Aim of the exercise
Write out word for word the part of the listing below that runs from the line containing "like x=1, y=266." through the line containing "x=48, y=202", including both of those lines.

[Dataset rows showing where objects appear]
*****
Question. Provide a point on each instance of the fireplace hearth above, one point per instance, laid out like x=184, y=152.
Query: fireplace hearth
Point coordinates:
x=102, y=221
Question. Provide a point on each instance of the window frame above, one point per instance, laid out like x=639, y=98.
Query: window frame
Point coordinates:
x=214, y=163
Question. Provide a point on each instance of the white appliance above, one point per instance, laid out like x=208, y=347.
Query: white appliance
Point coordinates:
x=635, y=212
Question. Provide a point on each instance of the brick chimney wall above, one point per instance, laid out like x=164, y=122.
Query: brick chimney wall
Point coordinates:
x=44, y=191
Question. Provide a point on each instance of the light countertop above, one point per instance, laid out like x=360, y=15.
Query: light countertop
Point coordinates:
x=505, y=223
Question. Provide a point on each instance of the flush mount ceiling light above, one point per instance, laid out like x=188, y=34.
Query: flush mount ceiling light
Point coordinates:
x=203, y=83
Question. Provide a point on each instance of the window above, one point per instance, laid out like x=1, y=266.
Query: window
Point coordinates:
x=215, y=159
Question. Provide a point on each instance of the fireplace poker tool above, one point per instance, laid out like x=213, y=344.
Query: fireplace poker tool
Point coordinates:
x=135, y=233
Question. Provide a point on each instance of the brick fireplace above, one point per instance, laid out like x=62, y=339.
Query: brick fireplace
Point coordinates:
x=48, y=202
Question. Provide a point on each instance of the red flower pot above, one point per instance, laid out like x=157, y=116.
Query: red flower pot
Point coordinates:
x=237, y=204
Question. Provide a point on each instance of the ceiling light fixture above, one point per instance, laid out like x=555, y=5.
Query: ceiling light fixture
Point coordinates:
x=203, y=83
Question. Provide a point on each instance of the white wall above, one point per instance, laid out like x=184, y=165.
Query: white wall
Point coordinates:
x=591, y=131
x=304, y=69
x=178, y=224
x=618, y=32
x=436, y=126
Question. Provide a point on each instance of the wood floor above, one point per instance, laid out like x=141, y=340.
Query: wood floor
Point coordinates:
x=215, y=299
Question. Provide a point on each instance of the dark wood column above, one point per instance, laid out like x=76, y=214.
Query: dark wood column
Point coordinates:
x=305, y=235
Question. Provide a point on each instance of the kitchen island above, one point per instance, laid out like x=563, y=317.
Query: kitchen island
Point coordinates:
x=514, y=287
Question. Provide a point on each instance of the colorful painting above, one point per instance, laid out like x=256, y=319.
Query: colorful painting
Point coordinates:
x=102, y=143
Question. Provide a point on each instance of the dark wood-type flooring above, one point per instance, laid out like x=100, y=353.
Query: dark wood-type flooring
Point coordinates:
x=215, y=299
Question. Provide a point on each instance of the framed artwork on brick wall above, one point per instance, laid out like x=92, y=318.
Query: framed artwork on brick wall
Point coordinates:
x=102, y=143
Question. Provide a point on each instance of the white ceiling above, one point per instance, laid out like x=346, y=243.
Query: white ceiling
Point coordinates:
*****
Answer to the problem
Question. Provide a point on each instance of the window above, one point per instance, laid out like x=1, y=266.
Query: window
Point coordinates:
x=215, y=159
Question. Provide a point on each instance of the fireplace poker tool above, one point per instance, laid out like x=213, y=344.
Query: fireplace poker tool
Point coordinates:
x=135, y=233
Question. Provide a point on each instance of the brick fireplace above, one point per instance, laid out like x=62, y=339.
Query: brick fireplace
Point coordinates:
x=48, y=202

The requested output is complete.